▸ Problem to work on: Change "component" to "module" throughout the data below, and reproduce each entry otherwise unchanged.

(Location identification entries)
◇ ◇ ◇ ◇

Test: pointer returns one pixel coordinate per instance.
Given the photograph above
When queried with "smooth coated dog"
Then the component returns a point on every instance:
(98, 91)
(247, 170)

◇ ◇ ◇ ◇

▸ Correct output:
Test: pointer returns one pixel coordinate per instance.
Given the photograph above
When queried with "smooth coated dog"
Then the module returns a point on every instance:
(98, 91)
(247, 170)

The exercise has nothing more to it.